____ Fragmento del texto
Recuerdo que hubo un momento de extremo peligro en la discusión constitucional, en que  se estuvo a punto, por superficiales consideraciones de la más abstrusa y trivial ideología,  con un perfecto desconocimiento de lo que siente y quiere, salvo breves grupos, nuestro  pueblo, sobre todo, de lo que siente y quiere la nueva generación, se estuvo a punto, digo,  nada menos que de decretar, sin más, la Constitución federal de España. Entonces,  aterrado, en una madrugada lívida, hablé ante la Cámara de soberanía, porque me  acongojaba desde el advenimiento de la República la imprecisión, tal vez el  desconocimiento, con que se empleaban todos estos vocablos: soberanía, federalismo,  autonomía, y se confundían unas cosas con otras, siendo todas ellas muy graves.  Naturalmente, no he de repetir ahora lo que entonces dije; me limitaré a precisar lo que es  urgente para la cuestión.  

Decía yo que soberanía es la facultad de las últimas decisiones, el poder que crea y anula  todos los otros poderes, cualesquiera sean ellos, soberanía, pues significa la voluntad  última de una colectividad. Convivir en soberanía implica la voluntad radical y sin reservas  de formar una comunidad de destino histórico, la inquebrantable resolución de decidir  juntos en última instancia todo lo que se decida. Y si hay algunos en Cataluña, o hay  muchos, que quiere desjuntarse de España, que quieren escindir la soberanía, que  pretenden desgarrar esa raíz de nuestro añejo convivir, es mucho más numeroso el bloque  de los españoles resueltos a continuar reunidos con los catalanes en todas las horas  sagradas de esencial decisión. Por eso es absolutamente necesario que quede deslindado  de este proyecto de Estatuto todo cuanto signifique, cuanto pueda parecer amenaza de la  soberanía unida, o que deje infectada su raíz. Por este camino iríamos derechos y rápidos a  una catástrofe nacional. 

Yo recuerdo que una de las pocas veces que en mis discursos anteriores ludí al tema  catalán fue para decir a los representantes de esta región: «No nos presentéis vuestro afán  en términos de soberanía, porque entonces no nos entenderemos. Presentadlo, planteadlo  en términos de autonomía». Y conste que autonomía significa, en la terminología  juridicopolítica, la cesión de poderes; en principio no importa cuáles ni cuántos, con tal  que quede sentado de la manera más clara e inequívoca que ninguno de esos poderes es  espontáneo, nacido de sí mismo, que es, en suma, soberano, sino que el Estado lo otorga y  el Estado lo retrae y a él reviene. Esto es autonomía. Y en ese plano, reducido así el  problema, podemos entendernos muy bien, y entendernos –me importa subrayar esto– progresivamente, porque esto es lo que más conviene hallar: una solución relativa y  además progresiva. Desde hace muchos años, con la escasez de mis fuerzas solitarias,  venía yo preparando este tipo de solución, tomando el enorme problema como hay que  tomar todos en política, sistemáticamente, articulándolos unos con otros, a fin de que  coadyuven a su conjunta superación.
________
____ Entradas proporcionadas
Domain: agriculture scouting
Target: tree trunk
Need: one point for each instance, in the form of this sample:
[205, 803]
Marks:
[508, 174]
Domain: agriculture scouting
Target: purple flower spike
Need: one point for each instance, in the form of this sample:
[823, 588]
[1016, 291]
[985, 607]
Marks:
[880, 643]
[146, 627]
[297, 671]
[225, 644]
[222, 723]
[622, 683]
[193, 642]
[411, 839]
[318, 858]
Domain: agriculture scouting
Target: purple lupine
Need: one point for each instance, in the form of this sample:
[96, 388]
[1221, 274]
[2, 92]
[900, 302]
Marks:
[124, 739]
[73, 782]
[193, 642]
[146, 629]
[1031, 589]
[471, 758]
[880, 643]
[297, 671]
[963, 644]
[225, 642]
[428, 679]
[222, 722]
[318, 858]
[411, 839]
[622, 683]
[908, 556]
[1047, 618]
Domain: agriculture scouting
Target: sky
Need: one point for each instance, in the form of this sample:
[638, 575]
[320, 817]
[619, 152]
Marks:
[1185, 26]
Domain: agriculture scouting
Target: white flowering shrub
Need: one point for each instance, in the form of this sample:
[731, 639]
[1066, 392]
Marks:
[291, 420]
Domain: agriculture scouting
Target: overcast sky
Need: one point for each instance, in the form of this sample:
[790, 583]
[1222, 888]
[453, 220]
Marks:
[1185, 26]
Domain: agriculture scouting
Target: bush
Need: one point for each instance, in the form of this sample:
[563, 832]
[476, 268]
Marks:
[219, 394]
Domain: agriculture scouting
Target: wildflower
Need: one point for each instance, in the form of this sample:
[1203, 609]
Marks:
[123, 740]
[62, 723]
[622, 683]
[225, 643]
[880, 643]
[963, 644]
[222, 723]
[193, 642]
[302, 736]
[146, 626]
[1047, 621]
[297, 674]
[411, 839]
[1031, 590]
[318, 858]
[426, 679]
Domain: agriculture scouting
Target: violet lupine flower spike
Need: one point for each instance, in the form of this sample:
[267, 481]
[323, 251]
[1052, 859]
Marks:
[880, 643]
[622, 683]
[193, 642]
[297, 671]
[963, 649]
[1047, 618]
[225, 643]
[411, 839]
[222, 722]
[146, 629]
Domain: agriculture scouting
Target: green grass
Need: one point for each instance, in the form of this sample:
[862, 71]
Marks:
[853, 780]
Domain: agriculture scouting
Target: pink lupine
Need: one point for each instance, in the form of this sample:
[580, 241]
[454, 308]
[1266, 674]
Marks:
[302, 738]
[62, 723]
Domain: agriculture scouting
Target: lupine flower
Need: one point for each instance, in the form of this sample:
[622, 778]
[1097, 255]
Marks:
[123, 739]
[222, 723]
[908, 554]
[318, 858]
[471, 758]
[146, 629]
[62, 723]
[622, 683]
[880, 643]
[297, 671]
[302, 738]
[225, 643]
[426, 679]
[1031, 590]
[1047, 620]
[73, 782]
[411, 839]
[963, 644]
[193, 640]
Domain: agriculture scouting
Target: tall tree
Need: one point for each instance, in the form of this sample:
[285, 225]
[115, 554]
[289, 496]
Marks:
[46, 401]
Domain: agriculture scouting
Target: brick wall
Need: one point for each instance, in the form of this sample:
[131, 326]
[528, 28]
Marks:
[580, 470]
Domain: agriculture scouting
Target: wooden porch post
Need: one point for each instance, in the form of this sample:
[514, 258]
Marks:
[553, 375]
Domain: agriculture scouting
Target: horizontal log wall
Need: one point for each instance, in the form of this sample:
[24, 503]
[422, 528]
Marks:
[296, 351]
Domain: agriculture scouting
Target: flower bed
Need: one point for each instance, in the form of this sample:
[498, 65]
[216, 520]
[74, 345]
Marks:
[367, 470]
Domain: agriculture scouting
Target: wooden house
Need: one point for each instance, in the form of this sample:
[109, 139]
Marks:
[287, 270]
________
Ejercicio 1 —
Cambia en el texto sobre la soberanía el pasaje que va desde "Recuerdo que hubo" hasta "para la cuestión.", ambos incluidos, sustituyendo "madrugada" por "noche".
Ejercicio 2 —
Traduce al inglés esta oración del texto sobre la soberanía: "Por este camino iríamos derechos y rápidos a una catástrofe nacional."
Ejercicio 3 —
Continúa el texto sobre la soberanía a partir de su última oración.
Las entradas provienen de otra fuente distinta.

Resultado 1 —
Recuerdo que hubo un momento de extremo peligro en la discusión constitucional, en que  se estuvo a punto, por superficiales consideraciones de la más abstrusa y trivial ideología,  con un perfecto desconocimiento de lo que siente y quiere, salvo breves grupos, nuestro  pueblo, sobre todo, de lo que siente y quiere la nueva generación, se estuvo a punto, digo,  nada menos que de decretar, sin más, la Constitución federal de España. Entonces,  aterrado, en una noche lívida, hablé ante la Cámara de soberanía, porque me  acongojaba desde el advenimiento de la República la imprecisión, tal vez el  desconocimiento, con que se empleaban todos estos vocablos: soberanía, federalismo,  autonomía, y se confundían unas cosas con otras, siendo todas ellas muy graves.  Naturalmente, no he de repetir ahora lo que entonces dije; me limitaré a precisar lo que es  urgente para la cuestión.

Resultado 2 —
Along this path we would head straight and swiftly toward a national catastrophe.

Resultado 3 —
Prescindiendo provisionalmente del problema catalán, yo analizaba la situación en que  estaba mi país y encontraba en él un morbo básico, sin curar el cual no soñéis que España  pueda llegar a ser nunca una nación vigorosa. Este morbo consistía, consiste, en la inercia  de vida pública y, por tanto, política, económica, intelectual, en que viven los hombres  provinciales. España es, en su casi totalidad, provincia, aldea, terruño. Mientras no  movilicemos esa enorme masa de españoles en vitalidad pública, no conseguiremos jamás  hacer una nación actual. ¿Y qué medios hay para eso? No se me puede ocurrir sino uno:  obligar a esos provinciales a que afronten por sí mismos sus inmediatos y propios  problemas; es decir, imponerles la autonomía comarcana o regional.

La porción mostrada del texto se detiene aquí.